[Required task] Write the records out again, keeping each line exactly as it is.

[Supplied records]
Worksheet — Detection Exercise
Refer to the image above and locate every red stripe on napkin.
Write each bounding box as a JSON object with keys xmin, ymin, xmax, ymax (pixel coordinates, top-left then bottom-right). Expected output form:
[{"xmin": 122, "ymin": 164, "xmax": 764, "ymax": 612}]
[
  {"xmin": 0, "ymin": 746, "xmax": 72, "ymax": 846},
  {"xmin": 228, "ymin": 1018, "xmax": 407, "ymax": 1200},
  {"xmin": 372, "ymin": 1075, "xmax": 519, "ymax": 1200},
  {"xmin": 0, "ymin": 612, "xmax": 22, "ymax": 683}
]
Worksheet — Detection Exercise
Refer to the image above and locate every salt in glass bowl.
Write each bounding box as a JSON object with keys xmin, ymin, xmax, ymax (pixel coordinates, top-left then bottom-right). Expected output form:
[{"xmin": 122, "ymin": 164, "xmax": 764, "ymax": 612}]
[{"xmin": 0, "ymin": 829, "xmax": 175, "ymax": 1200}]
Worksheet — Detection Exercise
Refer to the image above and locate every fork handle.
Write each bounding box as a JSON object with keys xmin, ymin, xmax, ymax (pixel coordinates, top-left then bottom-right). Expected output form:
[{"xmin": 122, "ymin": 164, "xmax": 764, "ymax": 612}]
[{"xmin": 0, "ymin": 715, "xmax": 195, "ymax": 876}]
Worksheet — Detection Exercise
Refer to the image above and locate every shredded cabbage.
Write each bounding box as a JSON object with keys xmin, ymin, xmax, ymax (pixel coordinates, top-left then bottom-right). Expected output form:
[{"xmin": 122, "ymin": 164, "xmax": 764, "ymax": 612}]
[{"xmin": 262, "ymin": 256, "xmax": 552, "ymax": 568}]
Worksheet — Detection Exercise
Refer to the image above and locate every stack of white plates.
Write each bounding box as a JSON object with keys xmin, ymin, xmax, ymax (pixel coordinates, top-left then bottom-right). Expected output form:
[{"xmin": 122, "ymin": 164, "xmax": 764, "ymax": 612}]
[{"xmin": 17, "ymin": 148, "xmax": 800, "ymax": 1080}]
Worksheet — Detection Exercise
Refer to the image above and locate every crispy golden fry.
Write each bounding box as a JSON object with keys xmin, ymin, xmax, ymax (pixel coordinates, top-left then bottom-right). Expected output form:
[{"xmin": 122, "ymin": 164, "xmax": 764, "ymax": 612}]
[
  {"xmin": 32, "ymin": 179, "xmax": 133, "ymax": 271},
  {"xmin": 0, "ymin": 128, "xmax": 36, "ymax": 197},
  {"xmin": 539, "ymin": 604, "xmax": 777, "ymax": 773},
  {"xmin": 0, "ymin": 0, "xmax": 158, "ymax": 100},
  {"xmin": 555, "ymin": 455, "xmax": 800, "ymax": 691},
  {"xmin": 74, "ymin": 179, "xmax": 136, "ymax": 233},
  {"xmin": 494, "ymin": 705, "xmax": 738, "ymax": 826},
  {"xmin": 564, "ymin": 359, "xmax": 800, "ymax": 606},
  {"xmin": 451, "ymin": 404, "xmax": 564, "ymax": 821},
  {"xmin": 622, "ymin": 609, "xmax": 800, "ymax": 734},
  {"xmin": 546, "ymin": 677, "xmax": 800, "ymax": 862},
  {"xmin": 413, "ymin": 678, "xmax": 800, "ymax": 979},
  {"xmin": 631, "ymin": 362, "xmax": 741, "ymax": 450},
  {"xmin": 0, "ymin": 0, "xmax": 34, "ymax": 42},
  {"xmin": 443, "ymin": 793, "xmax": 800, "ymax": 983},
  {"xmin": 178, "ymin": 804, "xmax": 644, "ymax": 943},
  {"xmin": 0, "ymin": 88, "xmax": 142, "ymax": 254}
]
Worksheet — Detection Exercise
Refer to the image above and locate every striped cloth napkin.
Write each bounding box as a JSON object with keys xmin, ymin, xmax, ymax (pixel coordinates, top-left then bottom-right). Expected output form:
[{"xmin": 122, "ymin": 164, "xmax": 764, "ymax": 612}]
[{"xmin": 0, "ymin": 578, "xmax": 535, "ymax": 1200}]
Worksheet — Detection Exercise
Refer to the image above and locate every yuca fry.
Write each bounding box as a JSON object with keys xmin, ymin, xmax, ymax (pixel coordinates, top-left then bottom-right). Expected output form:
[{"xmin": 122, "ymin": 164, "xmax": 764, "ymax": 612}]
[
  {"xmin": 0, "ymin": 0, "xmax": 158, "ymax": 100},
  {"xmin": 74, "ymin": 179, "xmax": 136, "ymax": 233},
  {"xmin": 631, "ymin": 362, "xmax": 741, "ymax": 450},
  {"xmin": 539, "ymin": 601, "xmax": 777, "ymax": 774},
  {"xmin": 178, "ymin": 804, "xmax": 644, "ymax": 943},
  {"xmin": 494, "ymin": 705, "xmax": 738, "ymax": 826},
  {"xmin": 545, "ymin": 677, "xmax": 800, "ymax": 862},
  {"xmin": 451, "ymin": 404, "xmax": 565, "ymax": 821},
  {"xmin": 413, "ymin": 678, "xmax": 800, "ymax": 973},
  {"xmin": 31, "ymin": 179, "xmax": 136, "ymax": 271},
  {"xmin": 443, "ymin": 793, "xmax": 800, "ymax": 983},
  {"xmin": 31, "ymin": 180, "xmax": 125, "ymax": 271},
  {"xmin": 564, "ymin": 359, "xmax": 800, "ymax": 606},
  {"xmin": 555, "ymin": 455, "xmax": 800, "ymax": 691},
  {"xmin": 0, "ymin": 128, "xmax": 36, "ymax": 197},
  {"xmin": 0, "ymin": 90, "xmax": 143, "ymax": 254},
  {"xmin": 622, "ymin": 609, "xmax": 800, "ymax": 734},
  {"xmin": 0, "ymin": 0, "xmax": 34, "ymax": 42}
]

[Answer for this exercise]
Worksheet — Detection Exercise
Refer to the image above and locate every red stripe on napkin.
Write each bounding box as a JSON object with keys xmin, ymin, xmax, ymax (pixel coordinates, top-left then bottom-right). Expected output form:
[{"xmin": 122, "ymin": 164, "xmax": 764, "ymax": 612}]
[
  {"xmin": 0, "ymin": 746, "xmax": 72, "ymax": 846},
  {"xmin": 228, "ymin": 1018, "xmax": 407, "ymax": 1200},
  {"xmin": 372, "ymin": 1075, "xmax": 519, "ymax": 1200},
  {"xmin": 0, "ymin": 612, "xmax": 22, "ymax": 683}
]
Worksheet — Detection Exercise
Refer to the image above and locate every salt in glass bowl.
Write each bounding box as a JSON object with keys xmin, ymin, xmax, ymax (pixel coordinates, top-left then bottom-right). Expected output form:
[{"xmin": 122, "ymin": 164, "xmax": 764, "ymax": 612}]
[{"xmin": 0, "ymin": 829, "xmax": 175, "ymax": 1200}]
Worksheet — Detection Exercise
Refer to the image above and locate every fork handle.
Write each bounding box as a JSON object with keys xmin, ymin, xmax, ymax (pixel coordinates, top-left then bottom-right). Expected output form:
[{"xmin": 122, "ymin": 164, "xmax": 764, "ymax": 612}]
[{"xmin": 0, "ymin": 715, "xmax": 195, "ymax": 876}]
Worksheet — Detection Exercise
Refer to the image above and locate every shredded cabbage.
Write each bounding box as a JSON object with keys xmin, ymin, xmax, ymax (pixel coordinates, top-left then bottom-right). Expected output form:
[{"xmin": 122, "ymin": 164, "xmax": 764, "ymax": 612}]
[{"xmin": 262, "ymin": 256, "xmax": 552, "ymax": 568}]
Worksheet — Detection Exercise
Refer to the image above and locate every stack of white plates.
Write each bounding box as a JSON object with keys xmin, ymin, xmax, ymax (pixel coordinates, top-left then bottom-right). Expected output form:
[{"xmin": 122, "ymin": 164, "xmax": 764, "ymax": 612}]
[{"xmin": 17, "ymin": 148, "xmax": 800, "ymax": 1080}]
Worksheet — Detection Exercise
Refer to the image above and locate every crispy golden fry.
Write each bounding box as a JSON object with keys xmin, ymin, xmax, ymax (pixel coordinates, top-left then bottom-right). Expected output form:
[{"xmin": 122, "ymin": 164, "xmax": 764, "ymax": 612}]
[
  {"xmin": 32, "ymin": 179, "xmax": 133, "ymax": 271},
  {"xmin": 0, "ymin": 128, "xmax": 36, "ymax": 197},
  {"xmin": 539, "ymin": 604, "xmax": 777, "ymax": 773},
  {"xmin": 0, "ymin": 0, "xmax": 158, "ymax": 100},
  {"xmin": 555, "ymin": 455, "xmax": 800, "ymax": 691},
  {"xmin": 74, "ymin": 179, "xmax": 136, "ymax": 233},
  {"xmin": 494, "ymin": 705, "xmax": 738, "ymax": 826},
  {"xmin": 564, "ymin": 359, "xmax": 800, "ymax": 606},
  {"xmin": 451, "ymin": 404, "xmax": 564, "ymax": 821},
  {"xmin": 622, "ymin": 609, "xmax": 800, "ymax": 734},
  {"xmin": 546, "ymin": 677, "xmax": 800, "ymax": 862},
  {"xmin": 413, "ymin": 678, "xmax": 800, "ymax": 979},
  {"xmin": 631, "ymin": 362, "xmax": 741, "ymax": 450},
  {"xmin": 0, "ymin": 0, "xmax": 34, "ymax": 42},
  {"xmin": 443, "ymin": 793, "xmax": 800, "ymax": 983},
  {"xmin": 178, "ymin": 804, "xmax": 644, "ymax": 943},
  {"xmin": 0, "ymin": 88, "xmax": 142, "ymax": 254}
]
Worksheet — Detection Exercise
Refer to the image above and locate every striped cloth napkin.
Write each bounding box as a JSON object with keys xmin, ymin, xmax, ymax (pixel coordinates, top-left then bottom-right). Expected output form:
[{"xmin": 122, "ymin": 164, "xmax": 764, "ymax": 612}]
[{"xmin": 0, "ymin": 578, "xmax": 535, "ymax": 1200}]
Worksheet — Detection Exercise
Refer to the image above and locate every yuca fry.
Write each bounding box as a JSON object with keys xmin, ymin, xmax, ymax (pixel coordinates, top-left then bottom-right). Expected output form:
[{"xmin": 122, "ymin": 164, "xmax": 764, "ymax": 612}]
[
  {"xmin": 0, "ymin": 0, "xmax": 158, "ymax": 100},
  {"xmin": 74, "ymin": 179, "xmax": 136, "ymax": 233},
  {"xmin": 631, "ymin": 362, "xmax": 741, "ymax": 450},
  {"xmin": 539, "ymin": 601, "xmax": 777, "ymax": 774},
  {"xmin": 178, "ymin": 804, "xmax": 644, "ymax": 943},
  {"xmin": 494, "ymin": 705, "xmax": 738, "ymax": 826},
  {"xmin": 545, "ymin": 677, "xmax": 800, "ymax": 862},
  {"xmin": 451, "ymin": 404, "xmax": 565, "ymax": 821},
  {"xmin": 413, "ymin": 678, "xmax": 800, "ymax": 973},
  {"xmin": 31, "ymin": 179, "xmax": 136, "ymax": 271},
  {"xmin": 443, "ymin": 793, "xmax": 800, "ymax": 983},
  {"xmin": 31, "ymin": 180, "xmax": 125, "ymax": 271},
  {"xmin": 564, "ymin": 359, "xmax": 800, "ymax": 606},
  {"xmin": 555, "ymin": 455, "xmax": 800, "ymax": 691},
  {"xmin": 0, "ymin": 128, "xmax": 36, "ymax": 197},
  {"xmin": 0, "ymin": 90, "xmax": 143, "ymax": 254},
  {"xmin": 622, "ymin": 609, "xmax": 800, "ymax": 734},
  {"xmin": 0, "ymin": 0, "xmax": 34, "ymax": 42}
]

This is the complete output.